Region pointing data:
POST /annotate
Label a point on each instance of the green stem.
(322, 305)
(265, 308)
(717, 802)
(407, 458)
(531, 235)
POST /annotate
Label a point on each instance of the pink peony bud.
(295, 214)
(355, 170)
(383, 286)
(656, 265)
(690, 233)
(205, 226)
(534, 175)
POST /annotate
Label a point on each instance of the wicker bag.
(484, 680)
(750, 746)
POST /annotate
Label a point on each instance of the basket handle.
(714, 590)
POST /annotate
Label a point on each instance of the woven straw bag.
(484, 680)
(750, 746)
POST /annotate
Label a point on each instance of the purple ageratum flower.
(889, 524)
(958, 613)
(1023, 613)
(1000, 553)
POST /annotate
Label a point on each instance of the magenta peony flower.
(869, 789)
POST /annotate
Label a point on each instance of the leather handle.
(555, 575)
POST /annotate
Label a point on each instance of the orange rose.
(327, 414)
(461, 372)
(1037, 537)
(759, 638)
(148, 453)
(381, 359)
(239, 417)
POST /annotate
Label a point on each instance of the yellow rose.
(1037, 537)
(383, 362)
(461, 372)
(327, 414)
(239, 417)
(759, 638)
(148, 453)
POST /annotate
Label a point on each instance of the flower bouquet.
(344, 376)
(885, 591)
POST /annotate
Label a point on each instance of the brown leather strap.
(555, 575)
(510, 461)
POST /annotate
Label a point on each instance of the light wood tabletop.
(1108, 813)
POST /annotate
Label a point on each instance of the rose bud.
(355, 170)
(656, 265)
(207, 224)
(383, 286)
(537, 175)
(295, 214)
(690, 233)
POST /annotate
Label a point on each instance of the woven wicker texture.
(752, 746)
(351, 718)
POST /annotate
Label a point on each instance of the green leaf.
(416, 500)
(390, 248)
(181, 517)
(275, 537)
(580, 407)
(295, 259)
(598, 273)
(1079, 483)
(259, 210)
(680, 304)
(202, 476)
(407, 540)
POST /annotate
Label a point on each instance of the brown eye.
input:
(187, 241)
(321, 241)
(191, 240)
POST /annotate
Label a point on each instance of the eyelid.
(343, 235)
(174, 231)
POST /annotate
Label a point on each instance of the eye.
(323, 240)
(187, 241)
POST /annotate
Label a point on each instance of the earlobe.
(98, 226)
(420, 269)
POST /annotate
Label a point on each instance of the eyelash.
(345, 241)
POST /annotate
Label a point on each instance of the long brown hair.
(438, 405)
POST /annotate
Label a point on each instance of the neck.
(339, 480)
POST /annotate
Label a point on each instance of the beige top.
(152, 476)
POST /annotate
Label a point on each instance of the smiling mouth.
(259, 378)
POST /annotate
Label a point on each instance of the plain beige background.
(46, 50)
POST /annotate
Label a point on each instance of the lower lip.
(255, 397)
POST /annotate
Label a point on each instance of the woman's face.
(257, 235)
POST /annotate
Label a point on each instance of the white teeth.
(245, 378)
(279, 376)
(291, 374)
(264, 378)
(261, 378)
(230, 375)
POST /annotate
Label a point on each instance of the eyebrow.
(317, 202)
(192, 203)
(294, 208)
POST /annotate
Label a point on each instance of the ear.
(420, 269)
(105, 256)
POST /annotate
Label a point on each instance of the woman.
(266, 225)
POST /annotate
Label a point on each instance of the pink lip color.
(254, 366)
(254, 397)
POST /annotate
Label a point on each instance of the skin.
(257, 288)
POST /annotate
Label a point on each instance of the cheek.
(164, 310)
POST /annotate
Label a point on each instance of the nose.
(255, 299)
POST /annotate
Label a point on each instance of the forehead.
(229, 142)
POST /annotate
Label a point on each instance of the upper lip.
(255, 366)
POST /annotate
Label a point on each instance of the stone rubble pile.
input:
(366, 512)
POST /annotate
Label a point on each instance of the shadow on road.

PROBLEM STATEMENT
For each entry above, write out an exact copy.

WRITTEN SOLUTION
POST /annotate
Label a point on each instance of the green stem.
(322, 305)
(265, 308)
(717, 802)
(407, 458)
(531, 235)
POST /annotate
Label a point on each instance of the pink peony bud.
(295, 214)
(355, 170)
(383, 286)
(656, 265)
(690, 233)
(205, 226)
(534, 175)
POST /annotate
Label a point on each instance of the wicker bag.
(484, 680)
(750, 746)
POST /annotate
Label a point on each instance of the basket handle.
(714, 590)
POST /annotate
Label a point on each instance of the woven straw bag.
(484, 680)
(750, 746)
POST /annotate
Label a point on each instance of the purple ageratum flower.
(889, 524)
(958, 613)
(1023, 613)
(1000, 553)
POST /annotate
Label a point on each instance of the magenta peony flower.
(869, 789)
POST /annotate
Label a point on each instance of the leather handle.
(555, 575)
POST /annotate
Label a point on each instance of the orange rose.
(327, 414)
(461, 372)
(1037, 537)
(759, 638)
(148, 453)
(381, 359)
(239, 417)
POST /annotate
Label a point on each instance of the yellow rose.
(1037, 537)
(383, 362)
(461, 372)
(327, 414)
(239, 417)
(759, 638)
(148, 453)
POST /annotate
Label a point on each instance of the flower bouquet.
(344, 376)
(885, 591)
POST /annotate
Label a point on each instance of the brown leather strap.
(555, 575)
(510, 461)
POST /annotate
Label a point on each instance of the light wood tabletop.
(1108, 813)
POST /annotate
Label a point on each instance of the rose bud.
(355, 170)
(656, 265)
(207, 224)
(383, 286)
(537, 175)
(295, 214)
(690, 233)
POST /annotate
Label a point on each instance of the woven wicker texture.
(752, 746)
(351, 718)
POST /annotate
Label a point on each instance of the green leaf.
(416, 500)
(390, 248)
(181, 517)
(275, 537)
(580, 407)
(295, 259)
(598, 273)
(1079, 483)
(259, 210)
(680, 304)
(202, 476)
(407, 540)
POST /annotate
Label a point on each instance of the brown eye.
input:
(187, 241)
(321, 241)
(191, 240)
POST /annotate
Label a point on each instance of the eyelid.
(343, 235)
(174, 231)
POST /annotate
Label a point on each instance of the eye.
(323, 240)
(187, 241)
POST /annotate
Label a point on each instance of the earlobe.
(98, 226)
(420, 269)
POST /annotate
Label a point on each instance of the eyelash.
(345, 241)
POST /annotate
Label a point on each instance of the long brown hair.
(438, 405)
POST /annotate
Label a point on each instance of the neck.
(339, 480)
POST /annotate
Label a point on each instance of the beige top.
(152, 476)
POST /annotate
Label a point on each instance of the smiling mouth.
(259, 378)
POST /annotate
Label a point on each instance of the plain beige background.
(46, 50)
POST /annotate
Label a point on each instance of the lower lip.
(255, 397)
POST /annotate
Label a point on each instance of the woman's face.
(257, 235)
POST /annotate
Label a point on each instance of the white teeth.
(245, 378)
(279, 376)
(291, 374)
(264, 378)
(261, 378)
(230, 375)
POST /annotate
Label a point on each instance of the eyebrow.
(317, 202)
(192, 203)
(294, 208)
POST /annotate
Label a point on each instance of the ear.
(420, 269)
(105, 256)
POST /annotate
Label a point on each instance of the woman.
(266, 225)
POST /annotate
Label a point on each instance of the pink lip color.
(254, 366)
(254, 397)
POST /annotate
Label a point on each instance of the skin.
(257, 288)
POST /annotate
Label a point on each instance of the cheek.
(164, 310)
POST /annotate
Label a point on each instance of the nose.
(255, 299)
POST /annotate
Label a point on each instance of the forehead.
(229, 142)
POST /annotate
Label a point on each instance of the upper lip.
(255, 366)
POST /annotate
Label a point on each instance of the stone rubble pile.
input:
(366, 512)
POST /annotate
Label a point on each instance of the shadow on road.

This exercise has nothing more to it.